REQUIRED WORK ▸ Repeat, exactly and completely, the entries shown underneath.

EXERCISE MATERIAL ▸
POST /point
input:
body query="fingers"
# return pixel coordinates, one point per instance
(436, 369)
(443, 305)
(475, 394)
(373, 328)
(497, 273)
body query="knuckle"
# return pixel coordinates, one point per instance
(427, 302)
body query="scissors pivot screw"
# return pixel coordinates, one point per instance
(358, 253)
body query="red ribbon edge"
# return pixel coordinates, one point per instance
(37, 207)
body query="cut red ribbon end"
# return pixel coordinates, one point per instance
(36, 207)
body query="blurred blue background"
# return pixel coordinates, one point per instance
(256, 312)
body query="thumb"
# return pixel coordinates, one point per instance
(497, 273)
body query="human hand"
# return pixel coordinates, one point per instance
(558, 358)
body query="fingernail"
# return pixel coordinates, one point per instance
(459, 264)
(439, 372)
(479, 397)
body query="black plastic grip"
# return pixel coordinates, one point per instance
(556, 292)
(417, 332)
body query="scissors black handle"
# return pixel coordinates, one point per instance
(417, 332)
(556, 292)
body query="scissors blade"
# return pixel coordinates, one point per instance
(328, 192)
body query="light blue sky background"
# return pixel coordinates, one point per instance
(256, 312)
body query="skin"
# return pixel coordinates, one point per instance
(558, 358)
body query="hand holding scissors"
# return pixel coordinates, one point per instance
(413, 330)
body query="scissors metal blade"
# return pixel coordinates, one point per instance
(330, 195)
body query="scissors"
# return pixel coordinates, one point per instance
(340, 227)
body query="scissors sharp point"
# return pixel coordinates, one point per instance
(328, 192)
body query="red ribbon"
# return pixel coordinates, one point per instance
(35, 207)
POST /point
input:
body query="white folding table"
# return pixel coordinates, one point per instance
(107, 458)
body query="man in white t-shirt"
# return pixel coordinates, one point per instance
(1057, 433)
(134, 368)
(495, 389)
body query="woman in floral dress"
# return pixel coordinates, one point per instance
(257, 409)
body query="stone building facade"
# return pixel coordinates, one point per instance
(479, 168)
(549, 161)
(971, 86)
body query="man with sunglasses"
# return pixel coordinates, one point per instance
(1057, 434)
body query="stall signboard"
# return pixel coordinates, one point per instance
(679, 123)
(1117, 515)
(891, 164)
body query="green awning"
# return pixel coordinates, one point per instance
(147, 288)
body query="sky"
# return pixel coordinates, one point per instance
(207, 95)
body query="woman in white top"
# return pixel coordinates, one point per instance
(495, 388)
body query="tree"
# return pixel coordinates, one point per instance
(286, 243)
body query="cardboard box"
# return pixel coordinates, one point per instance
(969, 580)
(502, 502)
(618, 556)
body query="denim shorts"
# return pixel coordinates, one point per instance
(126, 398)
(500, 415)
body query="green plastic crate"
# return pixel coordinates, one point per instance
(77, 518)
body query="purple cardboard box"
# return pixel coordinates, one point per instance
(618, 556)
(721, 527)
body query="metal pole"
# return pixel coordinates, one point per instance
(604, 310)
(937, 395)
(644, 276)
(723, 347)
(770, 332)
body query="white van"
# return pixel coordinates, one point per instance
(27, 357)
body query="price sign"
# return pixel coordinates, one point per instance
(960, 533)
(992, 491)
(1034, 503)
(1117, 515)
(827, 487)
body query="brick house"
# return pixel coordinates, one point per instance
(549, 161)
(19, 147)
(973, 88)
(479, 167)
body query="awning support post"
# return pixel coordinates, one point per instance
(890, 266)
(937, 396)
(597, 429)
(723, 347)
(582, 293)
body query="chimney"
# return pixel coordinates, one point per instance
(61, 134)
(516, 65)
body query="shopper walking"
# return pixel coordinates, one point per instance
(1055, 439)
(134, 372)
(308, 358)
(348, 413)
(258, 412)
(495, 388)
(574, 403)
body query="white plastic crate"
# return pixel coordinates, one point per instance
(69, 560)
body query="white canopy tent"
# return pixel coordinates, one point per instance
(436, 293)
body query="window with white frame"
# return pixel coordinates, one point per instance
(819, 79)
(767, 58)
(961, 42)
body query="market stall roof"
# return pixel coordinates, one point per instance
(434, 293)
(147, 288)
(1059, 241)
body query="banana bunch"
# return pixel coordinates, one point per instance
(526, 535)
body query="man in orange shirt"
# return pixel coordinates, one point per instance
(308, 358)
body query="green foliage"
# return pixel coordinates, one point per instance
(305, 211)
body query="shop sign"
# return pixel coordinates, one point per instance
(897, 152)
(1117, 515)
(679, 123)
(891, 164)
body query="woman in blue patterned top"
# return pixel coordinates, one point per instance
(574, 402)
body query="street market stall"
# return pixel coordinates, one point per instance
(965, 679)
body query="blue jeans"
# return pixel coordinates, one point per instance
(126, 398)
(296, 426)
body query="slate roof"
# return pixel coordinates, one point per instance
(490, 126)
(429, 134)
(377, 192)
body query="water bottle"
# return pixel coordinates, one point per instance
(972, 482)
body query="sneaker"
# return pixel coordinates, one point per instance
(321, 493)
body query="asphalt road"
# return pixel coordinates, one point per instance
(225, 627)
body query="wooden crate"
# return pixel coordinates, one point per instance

OUTPUT OF THE TASK ▸
POST /point
input:
body query="fingers"
# return pixel coordinates, one point per instance
(436, 369)
(443, 305)
(475, 394)
(373, 328)
(497, 273)
body query="knuckle"
# return pixel coordinates, one point per instance
(427, 302)
body query="scissors pivot screw"
# return pixel coordinates, one point per instance
(358, 253)
body query="red ribbon edge"
# return pixel coordinates, one point per instance
(37, 207)
body query="cut red ribbon end"
# return pixel coordinates, one point per instance
(36, 207)
body query="blurred blue background"
# return pixel coordinates, one point per instance
(256, 312)
body query="thumb"
# return pixel coordinates, one point per instance
(497, 273)
body query="human hand"
# return pixel coordinates, one point per instance
(558, 358)
body query="fingernail"
# return pixel coordinates, one point per instance
(459, 264)
(439, 372)
(479, 397)
body query="black plastic grip"
# return pixel coordinates, one point per instance
(556, 292)
(417, 332)
body query="scissors black handle"
# return pixel coordinates, one point per instance
(417, 332)
(556, 292)
body query="scissors blade"
# return pixel coordinates, one point per instance
(328, 192)
body query="light blue sky background"
# return pixel coordinates, one point per instance
(256, 312)
body query="skin"
# return pixel coordinates, one point per instance
(558, 358)
body query="hand holding scissors"
# return pixel coordinates, one point per instance
(413, 330)
body query="scissors metal blade"
# return pixel coordinates, one point per instance
(330, 195)
body query="scissors"
# return pixel coordinates, one point per instance
(340, 227)
body query="scissors sharp point"
# return pixel coordinates, one point per instance
(328, 192)
body query="red ribbon"
# return pixel coordinates, one point per instance
(35, 207)
POST /point
input:
body query="white folding table"
# return pixel coordinates, one point per instance
(107, 458)
body query="man in white t-shirt"
# return pixel coordinates, one point per instance
(1057, 433)
(134, 368)
(495, 389)
body query="woman in floral dress"
# return pixel coordinates, one point per instance
(257, 409)
body query="stone building facade"
# return pixel coordinates, one point per instance
(479, 168)
(549, 161)
(971, 86)
body query="man with sunglasses"
# return pixel coordinates, one point per instance
(1057, 434)
body query="stall signboard"
# return pixel coordinates, one point per instance
(679, 123)
(1117, 515)
(891, 164)
body query="green awning"
# return pixel coordinates, one point per instance
(147, 288)
body query="sky"
# return pixel coordinates, one point per instance
(207, 95)
body query="woman in white top"
# return pixel coordinates, one point per instance
(495, 388)
body query="tree"
# return pixel coordinates, one point per instance
(286, 243)
body query="cardboard box"
# return pixel coordinates, one point per instance
(969, 580)
(502, 502)
(618, 556)
body query="denim shorts"
# return pixel coordinates, one point per instance
(126, 398)
(500, 415)
body query="green plastic crate"
# return pixel coordinates, one point per instance
(77, 518)
body query="purple cardboard box"
# return pixel coordinates, one point per instance
(618, 556)
(721, 527)
body query="metal pole"
# return pixel coordinates, one point per instance
(604, 310)
(937, 395)
(644, 276)
(723, 347)
(770, 332)
body query="white van"
# return pixel coordinates, one point per instance
(27, 357)
body query="price sign"
# return pixel coordinates, one point per instance
(960, 533)
(992, 491)
(1034, 503)
(1117, 515)
(827, 487)
body query="brick house"
# return pixel coordinates, one point per instance
(549, 161)
(19, 147)
(973, 88)
(479, 167)
body query="awning support post"
# return pixel coordinates, one point per instance
(890, 266)
(937, 396)
(597, 429)
(723, 347)
(582, 293)
body query="chimney"
# return pixel coordinates, one point per instance
(61, 134)
(516, 65)
body query="shopper walking"
# return pixel coordinates, one point per instance
(1055, 439)
(134, 372)
(308, 358)
(348, 413)
(258, 412)
(495, 388)
(574, 403)
body query="white plastic crate"
# return pixel coordinates, one point per instance
(69, 560)
body query="white canopy tent"
# return pixel coordinates, one point per instance
(436, 293)
body query="window with white frame"
# return pixel coordinates, one point per instance
(819, 79)
(767, 58)
(961, 42)
body query="market stall roof"
# return pixel coordinates, one point per instance
(434, 293)
(147, 288)
(1059, 241)
body query="banana bunch"
# return pixel coordinates, one point per instance
(526, 535)
body query="man in orange shirt"
# return pixel coordinates, one point per instance
(308, 358)
body query="green foliage"
# return pixel coordinates, one point per instance
(305, 211)
body query="shop sign"
# return pixel coordinates, one point per instance
(897, 152)
(1117, 515)
(679, 123)
(891, 164)
body query="woman in blue patterned top"
# return pixel coordinates, one point per instance
(574, 402)
body query="street market stall"
# return pixel coordinates, one point per instance
(965, 679)
body query="blue jeans"
# return pixel coordinates, one point per instance
(126, 398)
(296, 426)
body query="slate roof"
# return pixel coordinates, one point per instance
(490, 126)
(429, 134)
(377, 192)
body query="water bottle"
# return pixel coordinates, one point per instance
(972, 482)
body query="sneaker"
# return pixel coordinates, one point per instance
(321, 493)
body query="asphalt road"
# return pixel coordinates, one point per instance
(225, 627)
body query="wooden crate"
# return pixel coordinates, one point per instance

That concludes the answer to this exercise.